Set problem 1:
List each achievement for which, according to the passage on Soviet views of American democracy, the Soviet encyclopedia credits Jefferson.

This striking indifference of the founder of the Soviet state to the American heritage of democracy and its authors is hardly a positive harbinger for the hopes of the many Russians (and their well-wishers on our shores) for the rise of a new and democratic state from the ruins of the dictatorship of Lenin, Stalin, and their successors.
Most Russians, when asked what they understand by the word democracy , assert: “Why, just the kind you have in America.” But, in fact, they have little or no idea of what that democracy is or where it came from. They are hardly aware that there ever was an American Revolution.
The Russian ignorance is much like that of the young American radicals of the 1960s who proudly wore Mao buttons but confessed that they had never read a line of Mao, not even his Little Red Book . “We’re spiritual Maoists,” they would say. Russia’s “spiritual democrats” are just as ignorant of the American democratic process, how it came about and how it has evolved.
This, as Pravda used to say, “is no accident.”
Lenin, following dutifully in the footsteps of his ideological father, Karl Marx, did not consider the American Revolution a true revolution. It was simply an insurrection of rich colonial planters and merchants inspired by considerations of trade and profits. Taxes, not class struggle, lay at its core. Lenin paid more attention to the almost forgotten Shays’ Rebellion. That had a real class character.
Marx—and later Lenin—fixed attention on the French Revolution; neither bothered with Jefferson or Adams. Marx drew his theories from Hegel and the English social critics John Locke and Adam Smith, and was fluent in the theories of the French Encyclopedists. Lenin did not broaden Marx’s base. He was interested in America but not as a source of democratic theory. He saw the United States as an imperialist state—what he called the highest form of capitalism. The American capitalist state was creating the structure, the tools, and the mechanism that Lenin believed would inevitably be inherited by the proletariat, which would rule not by democracy but by the “dictatorship of the proletariat”—that is, by Lenin and his core group.
Lenin spent no time reading the Federalist Papers, but he was greatly attracted to the innovation of American industrial pioneers like Henry Ford who invented ways of reducing the cost of production. He was deeply interested in the Taylor system, an early time-labor-motion-study technique that had been introduced in American factories over the violent protest of labor unions. Lenin thought Taylorism was just the thing to spice up the sluggish inefficiency of Russian factories.
The first event in American life that really engaged the interest of Karl Marx was the American Civil War. He saw the United States as still in a semifeudal state and became a violent partisan of the North because of Abraham Lincoln’s abolition of slavery. Of course it never occurred to either Marx or Lenin that the fledgling democracy of Jefferson, Adams, and Washington contained the germ of a social state far superior to Marx’s dogmatic concept of a classless society in which the exploitation of man by man would come to an end. Both Marx and Lenin were, at least until revolution actually occurred, Utopian extremists.
It was this absolutism in philosophical theory that caused generation after Soviet generation to grow up in almost total ignorance of the nature of democracy—or, even worse, with a cartoonlike distortion of it.
A quick look at the most recent edition of the Bolshaya Sovetskaya Entisclopedia discloses one column of print devoted to Jefferson, giving him credit for achieving the separation of church and state, for writing the Declaration of Independence (contents not elaborated on), for the Bill of Rights (nature not disclosed), for opposing slavery, and for fighting against “feudalism.” No discussion of Jefferson’s philosophy. Turn to the entry “Democracy,” and there is even less enlightenment. The reader is treated to extracts from Lenin, Stalin, and even Stalin’s doddering Soviet president Mikhail Kalinin on the evils of “bourgeois democracy.” It was precisely this morbid system, the encyclopedia proclaimed, that gave rise to fascism in Italy, to Franco in Spain, to Hitler in Germany, and through the Marshall Plan was attempting to enslave the world.

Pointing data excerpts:
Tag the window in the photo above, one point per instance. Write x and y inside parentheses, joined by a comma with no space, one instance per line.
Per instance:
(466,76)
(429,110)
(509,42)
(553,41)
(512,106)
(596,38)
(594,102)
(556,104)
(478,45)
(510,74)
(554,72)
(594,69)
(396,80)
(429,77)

Set problem 2:
Reproduce every row of the pointing data above verbatim, line for line.

Exercise output 1:
- Achieving the separation of church and state
- Writing the Declaration of Independence
- The Bill of Rights
- Opposing slavery
- Fighting against "feudalism"

Exercise output 2:
Tag the window in the photo above, one point per instance. Write x and y inside parentheses, joined by a comma with no space, one instance per line.
Per instance:
(466,76)
(429,110)
(509,42)
(553,41)
(512,106)
(596,38)
(594,102)
(556,104)
(478,45)
(510,74)
(554,72)
(594,69)
(396,80)
(429,77)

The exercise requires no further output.